2.6 With respect to all of the releases and discharges set forth in this Section 2, the Parties expressly waive the benefit and application of California Civil Code Section 1542 (“Section 1542”), which provides as follows:

A general release does not extend to claims which the creditor does not know or suspect to exist in his or her favor at the time of executing the release, which if known by him must have materially affected his or her settlement with the debtor.

3. Warranties

3.1 Each of the Parties hereby represents and warrants that it has the full right, power and authority to enter into this Settlement Agreement, and to perform the obligations hereunder, and that there are no outstanding agreements, assignments, or encumbrances inconsistent with the provisions of this Agreement.

3.2 Each of the Parties hereby represents and warrants that it is the sole and absolute owner of every claim released herein, and has not assigned, transferred or purported to assign or transfer to any person, firm, entity or corporation any claim, demand, right, damage, liability, debt, account, action or cause of action, or any other matter herein released or discharged that the Party has, had, may have, or may have had against any other Party.

3.3 Each of the Parties hereby represents and warrants that its execution of this Agreement has been duly authorized by all necessary corporate action of such Party, and that it will hold harmless any Party to this Agreement for attorneys’ fees, costs, expenses, or damages incurred or paid as a result of any assertion that such person or entity lacks such authority.

3.4 Each of the Parties to this Agreement has made such investigation of the facts pertaining to this settlement and this Agreement, and all of the matters pertaining thereto, as it deems necessary.

3.5 Each of the Parties hereby represents and warrants that no other Party, or any agent or attorney of any other Party hereto, has made any promise, representation or warranty whatsoever, express or implied, not contained herein concerning the subject matter hereof, to induce it to execute this document, and acknowledges that it has not executed this instrument in reliance on any such promise, representation, or warranty not contained herein.

4. No Admission of Liability This Agreement effects the settlement of claims which are denied and contested, and nothing contained herein shall be construed as an admission by any Party of any liability of any kind to any other Party.

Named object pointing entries
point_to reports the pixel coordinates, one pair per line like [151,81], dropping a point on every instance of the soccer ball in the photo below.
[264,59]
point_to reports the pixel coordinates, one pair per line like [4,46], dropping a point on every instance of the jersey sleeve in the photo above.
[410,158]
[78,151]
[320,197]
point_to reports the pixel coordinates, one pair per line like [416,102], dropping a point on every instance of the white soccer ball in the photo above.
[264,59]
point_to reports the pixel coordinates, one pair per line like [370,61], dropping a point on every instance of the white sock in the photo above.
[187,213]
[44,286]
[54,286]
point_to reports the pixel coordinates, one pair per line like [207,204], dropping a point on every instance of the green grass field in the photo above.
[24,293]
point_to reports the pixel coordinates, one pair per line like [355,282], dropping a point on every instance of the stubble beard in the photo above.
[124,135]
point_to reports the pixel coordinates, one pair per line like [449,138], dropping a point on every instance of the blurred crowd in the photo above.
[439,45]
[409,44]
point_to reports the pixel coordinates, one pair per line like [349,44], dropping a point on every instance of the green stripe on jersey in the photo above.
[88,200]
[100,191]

### Brief
Pick up the settlement agreement excerpt after the "No Admission of Liability" section and write the next section in the same style.

### Reply to the exercise
5. General Provisions

5.1 Entire Agreement This Agreement constitutes the entire agreement and understanding between the Parties with respect to its subject matter and terminates and supersedes any prior or contemporaneous agreements or understandings relating to such subject matter. None of the provisions of this Agreement may be waived or modified except in a writing signed by both Parties, and there are no representations, promises, agreements, warranties, covenants or undertakings other than those contained herein.

 

2


5.2 No Waiver No delay or omission on the part of any Party to this Agreement in requiring performance by another Party, or in exercising any right hereunder, shall operate as a waiver of any provision hereof or of any right or rights hereunder, and a waiver, omission or delay in requiring performance or exercising any right hereunder on any one occasion shall not be construed as a bar to or waiver of such performance or right, or of any right or remedy under this Agreement, on any future occasion.

5.3 Governing Law; Jurisdiction and Venue This Agreement shall be interpreted, construed and enforced in accordance with the laws of the State of California without reference to its choice of law rules, except to the extent preempted by the laws of the United States of America. With respect to all disputes arising in connection with this Agreement and the dismissal of the Actions, the Parties consent to jurisdiction, including personal and/or subject matter, and venue in the United States District Court for the Northern District of California. The Parties waive their right to object to, or challenge, the jurisdiction or venue of said court.

5.4 Interpretation of Agreement This Agreement is the product of an arms-length negotiation between the Parties, with each of the Parties being represented by legal counsel of its choice. Accordingly, in any interpretation of this Agreement, it shall be deemed that this Agreement was prepared jointly by the Parties, and no ambiguity shall be construed or resolved against any Party on the premise or presumption that such Party was responsible for drafting this Agreement. Section and subsection headings in this Agreement are included for convenience of reference only and shall not constitute a part of this Agreement for any other purpose or be given any substantive effect.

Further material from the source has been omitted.